● **EXERCISE AIM**
Copy the rows below word for word, starting with the row that contains "For the evaluation, point out each instance of the shaded" and continuing through the last row, both included.

##########

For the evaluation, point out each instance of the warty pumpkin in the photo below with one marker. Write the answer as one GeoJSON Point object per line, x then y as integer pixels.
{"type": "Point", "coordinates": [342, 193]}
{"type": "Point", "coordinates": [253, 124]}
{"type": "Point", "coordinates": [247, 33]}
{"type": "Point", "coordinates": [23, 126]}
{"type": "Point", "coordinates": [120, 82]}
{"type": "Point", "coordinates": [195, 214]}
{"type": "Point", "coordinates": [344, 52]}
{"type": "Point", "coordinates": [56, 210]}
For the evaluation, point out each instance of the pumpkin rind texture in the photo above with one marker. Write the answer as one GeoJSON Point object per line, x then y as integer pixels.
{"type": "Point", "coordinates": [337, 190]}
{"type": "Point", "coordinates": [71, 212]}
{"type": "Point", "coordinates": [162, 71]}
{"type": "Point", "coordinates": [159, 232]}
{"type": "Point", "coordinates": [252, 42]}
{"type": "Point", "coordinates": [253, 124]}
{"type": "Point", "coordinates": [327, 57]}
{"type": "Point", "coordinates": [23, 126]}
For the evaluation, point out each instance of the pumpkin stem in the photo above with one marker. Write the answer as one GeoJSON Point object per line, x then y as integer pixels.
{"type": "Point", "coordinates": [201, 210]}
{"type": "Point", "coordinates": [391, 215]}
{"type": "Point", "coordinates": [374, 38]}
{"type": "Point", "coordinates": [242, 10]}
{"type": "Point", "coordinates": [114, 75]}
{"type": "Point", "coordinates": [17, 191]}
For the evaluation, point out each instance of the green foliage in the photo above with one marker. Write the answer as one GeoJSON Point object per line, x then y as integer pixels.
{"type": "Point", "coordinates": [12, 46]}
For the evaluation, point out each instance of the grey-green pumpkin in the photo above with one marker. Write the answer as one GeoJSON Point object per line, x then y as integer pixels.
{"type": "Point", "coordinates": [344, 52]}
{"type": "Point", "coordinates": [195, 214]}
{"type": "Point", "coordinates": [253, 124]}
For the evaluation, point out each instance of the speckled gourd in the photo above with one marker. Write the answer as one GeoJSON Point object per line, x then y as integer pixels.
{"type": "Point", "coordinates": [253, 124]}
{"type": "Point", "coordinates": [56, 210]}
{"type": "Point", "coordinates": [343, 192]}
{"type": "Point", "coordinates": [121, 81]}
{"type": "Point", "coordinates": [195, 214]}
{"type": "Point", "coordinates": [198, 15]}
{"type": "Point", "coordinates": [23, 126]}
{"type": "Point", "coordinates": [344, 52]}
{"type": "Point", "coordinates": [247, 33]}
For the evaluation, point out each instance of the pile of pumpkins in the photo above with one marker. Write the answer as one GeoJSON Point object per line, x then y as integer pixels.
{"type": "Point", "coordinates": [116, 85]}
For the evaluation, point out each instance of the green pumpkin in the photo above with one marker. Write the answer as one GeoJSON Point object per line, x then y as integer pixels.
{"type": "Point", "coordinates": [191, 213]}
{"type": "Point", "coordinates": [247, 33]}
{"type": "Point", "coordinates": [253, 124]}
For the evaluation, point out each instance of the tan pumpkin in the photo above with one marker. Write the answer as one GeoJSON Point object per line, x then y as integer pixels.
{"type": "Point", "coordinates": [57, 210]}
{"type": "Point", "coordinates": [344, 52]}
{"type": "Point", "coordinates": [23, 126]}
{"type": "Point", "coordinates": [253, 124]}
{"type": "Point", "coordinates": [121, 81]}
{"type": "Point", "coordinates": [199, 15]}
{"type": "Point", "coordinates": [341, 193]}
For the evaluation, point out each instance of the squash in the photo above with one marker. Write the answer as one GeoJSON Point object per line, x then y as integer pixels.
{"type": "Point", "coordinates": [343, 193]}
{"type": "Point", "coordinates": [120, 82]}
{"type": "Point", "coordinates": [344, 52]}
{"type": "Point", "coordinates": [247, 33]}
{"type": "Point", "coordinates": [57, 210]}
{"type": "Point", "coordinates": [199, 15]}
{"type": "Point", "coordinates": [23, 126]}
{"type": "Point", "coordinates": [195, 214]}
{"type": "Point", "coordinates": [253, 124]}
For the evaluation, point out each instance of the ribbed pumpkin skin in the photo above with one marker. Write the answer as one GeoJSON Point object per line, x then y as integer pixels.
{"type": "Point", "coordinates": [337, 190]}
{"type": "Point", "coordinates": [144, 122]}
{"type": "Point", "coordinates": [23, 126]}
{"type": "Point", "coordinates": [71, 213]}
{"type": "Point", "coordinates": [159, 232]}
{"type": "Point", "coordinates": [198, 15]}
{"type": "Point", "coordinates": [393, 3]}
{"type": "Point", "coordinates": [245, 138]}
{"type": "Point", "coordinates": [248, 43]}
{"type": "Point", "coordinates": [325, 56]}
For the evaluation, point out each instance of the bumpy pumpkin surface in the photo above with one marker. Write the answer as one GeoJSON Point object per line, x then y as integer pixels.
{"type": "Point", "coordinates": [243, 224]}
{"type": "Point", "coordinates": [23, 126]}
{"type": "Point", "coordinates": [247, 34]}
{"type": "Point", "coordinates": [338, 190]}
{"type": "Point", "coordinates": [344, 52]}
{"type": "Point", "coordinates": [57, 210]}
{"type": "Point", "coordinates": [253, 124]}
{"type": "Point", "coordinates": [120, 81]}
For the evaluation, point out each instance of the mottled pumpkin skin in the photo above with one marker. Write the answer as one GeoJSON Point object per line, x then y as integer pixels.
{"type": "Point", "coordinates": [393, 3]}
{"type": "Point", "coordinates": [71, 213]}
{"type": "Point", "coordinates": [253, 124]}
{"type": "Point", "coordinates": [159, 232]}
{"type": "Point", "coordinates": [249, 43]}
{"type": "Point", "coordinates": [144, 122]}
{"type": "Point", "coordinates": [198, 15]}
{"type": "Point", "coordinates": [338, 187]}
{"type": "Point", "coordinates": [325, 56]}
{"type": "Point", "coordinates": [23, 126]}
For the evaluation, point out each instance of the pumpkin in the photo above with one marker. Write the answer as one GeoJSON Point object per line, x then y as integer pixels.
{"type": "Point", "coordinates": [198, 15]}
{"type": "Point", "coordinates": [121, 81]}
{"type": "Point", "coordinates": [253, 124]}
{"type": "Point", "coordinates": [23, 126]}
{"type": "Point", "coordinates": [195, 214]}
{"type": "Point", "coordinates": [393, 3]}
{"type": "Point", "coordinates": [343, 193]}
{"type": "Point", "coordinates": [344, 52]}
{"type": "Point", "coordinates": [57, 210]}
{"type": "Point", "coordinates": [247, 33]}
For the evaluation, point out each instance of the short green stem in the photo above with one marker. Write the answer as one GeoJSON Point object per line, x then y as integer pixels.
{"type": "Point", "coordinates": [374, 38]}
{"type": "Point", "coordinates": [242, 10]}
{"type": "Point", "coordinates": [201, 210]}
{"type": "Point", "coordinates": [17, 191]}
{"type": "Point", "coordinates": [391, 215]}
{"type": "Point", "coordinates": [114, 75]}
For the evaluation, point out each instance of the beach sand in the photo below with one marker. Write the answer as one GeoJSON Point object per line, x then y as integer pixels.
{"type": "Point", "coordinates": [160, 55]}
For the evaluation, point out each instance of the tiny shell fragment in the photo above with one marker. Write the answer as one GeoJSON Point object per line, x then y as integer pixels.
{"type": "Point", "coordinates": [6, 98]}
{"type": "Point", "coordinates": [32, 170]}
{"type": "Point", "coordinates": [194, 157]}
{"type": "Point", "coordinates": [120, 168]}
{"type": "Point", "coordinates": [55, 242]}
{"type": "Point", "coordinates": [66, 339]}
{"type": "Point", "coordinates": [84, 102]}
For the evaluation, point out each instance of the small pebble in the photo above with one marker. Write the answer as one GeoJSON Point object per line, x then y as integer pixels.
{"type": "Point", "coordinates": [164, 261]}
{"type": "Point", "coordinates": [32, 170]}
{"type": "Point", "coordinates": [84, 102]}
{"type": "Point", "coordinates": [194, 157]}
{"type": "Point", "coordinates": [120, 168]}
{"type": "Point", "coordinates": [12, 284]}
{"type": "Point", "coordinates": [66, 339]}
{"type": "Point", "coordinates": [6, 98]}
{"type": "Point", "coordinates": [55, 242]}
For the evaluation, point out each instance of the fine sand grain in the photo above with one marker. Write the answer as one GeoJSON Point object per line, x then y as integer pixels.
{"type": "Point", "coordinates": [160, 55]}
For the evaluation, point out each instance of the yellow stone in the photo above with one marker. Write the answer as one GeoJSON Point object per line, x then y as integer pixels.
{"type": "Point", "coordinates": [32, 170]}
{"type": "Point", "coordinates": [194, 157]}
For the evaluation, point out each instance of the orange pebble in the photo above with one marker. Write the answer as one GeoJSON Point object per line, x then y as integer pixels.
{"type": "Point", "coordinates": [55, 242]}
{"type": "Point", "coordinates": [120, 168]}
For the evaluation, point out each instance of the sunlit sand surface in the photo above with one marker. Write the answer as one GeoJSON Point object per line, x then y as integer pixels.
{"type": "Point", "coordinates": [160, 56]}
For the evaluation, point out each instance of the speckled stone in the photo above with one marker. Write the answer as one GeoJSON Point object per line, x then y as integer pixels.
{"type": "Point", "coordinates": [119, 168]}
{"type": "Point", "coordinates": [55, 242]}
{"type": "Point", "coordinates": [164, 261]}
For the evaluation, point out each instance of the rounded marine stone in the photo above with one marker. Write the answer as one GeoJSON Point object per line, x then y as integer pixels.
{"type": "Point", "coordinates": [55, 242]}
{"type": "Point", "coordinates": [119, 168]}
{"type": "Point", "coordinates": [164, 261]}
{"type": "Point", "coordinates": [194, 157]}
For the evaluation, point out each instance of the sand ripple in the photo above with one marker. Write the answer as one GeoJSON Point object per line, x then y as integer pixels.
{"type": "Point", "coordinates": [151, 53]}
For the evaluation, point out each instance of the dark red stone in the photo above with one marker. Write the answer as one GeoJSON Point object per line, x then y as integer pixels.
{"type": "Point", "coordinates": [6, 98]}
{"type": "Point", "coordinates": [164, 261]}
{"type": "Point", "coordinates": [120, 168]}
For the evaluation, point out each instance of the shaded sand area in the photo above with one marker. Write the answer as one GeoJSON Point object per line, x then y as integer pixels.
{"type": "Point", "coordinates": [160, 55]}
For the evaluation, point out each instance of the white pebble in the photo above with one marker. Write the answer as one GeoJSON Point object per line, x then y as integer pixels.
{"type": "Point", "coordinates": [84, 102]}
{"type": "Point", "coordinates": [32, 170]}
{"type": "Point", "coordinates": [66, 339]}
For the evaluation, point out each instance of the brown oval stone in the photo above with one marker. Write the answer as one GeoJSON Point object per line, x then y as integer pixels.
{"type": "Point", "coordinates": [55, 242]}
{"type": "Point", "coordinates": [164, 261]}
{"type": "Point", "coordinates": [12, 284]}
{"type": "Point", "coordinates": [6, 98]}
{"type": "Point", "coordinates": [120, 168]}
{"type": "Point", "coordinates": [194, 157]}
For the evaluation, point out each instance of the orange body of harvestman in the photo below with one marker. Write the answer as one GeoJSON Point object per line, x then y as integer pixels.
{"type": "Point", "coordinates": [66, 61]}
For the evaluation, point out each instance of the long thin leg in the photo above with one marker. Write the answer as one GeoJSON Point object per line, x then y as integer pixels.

##########

● **THE REPLY**
For the evaluation, point out each instance of the shaded sand area in the photo above with one marker. Write the answer as one GeoJSON Point object per line, x then y as integer pixels.
{"type": "Point", "coordinates": [160, 55]}
For the evaluation, point out each instance of the white pebble in the photo above with one marker. Write the answer as one GeoJSON Point object per line, x then y as integer pixels.
{"type": "Point", "coordinates": [84, 102]}
{"type": "Point", "coordinates": [32, 170]}
{"type": "Point", "coordinates": [66, 339]}
For the evaluation, point out each instance of the brown oval stone in the photo above with one marker. Write the answer as one GeoJSON Point object per line, x then y as integer pixels.
{"type": "Point", "coordinates": [55, 242]}
{"type": "Point", "coordinates": [164, 261]}
{"type": "Point", "coordinates": [12, 284]}
{"type": "Point", "coordinates": [6, 98]}
{"type": "Point", "coordinates": [120, 168]}
{"type": "Point", "coordinates": [194, 157]}
For the evaluation, point out each instance of the orange body of harvestman in the photo below with one marker. Write the answer as one GeoJSON Point object per line, x then y as integer pixels.
{"type": "Point", "coordinates": [66, 61]}
For the evaluation, point out each instance of the long thin leg in the photo above with one marker. Write the answer as one GeoJSON Point object per line, x then y as integer pixels.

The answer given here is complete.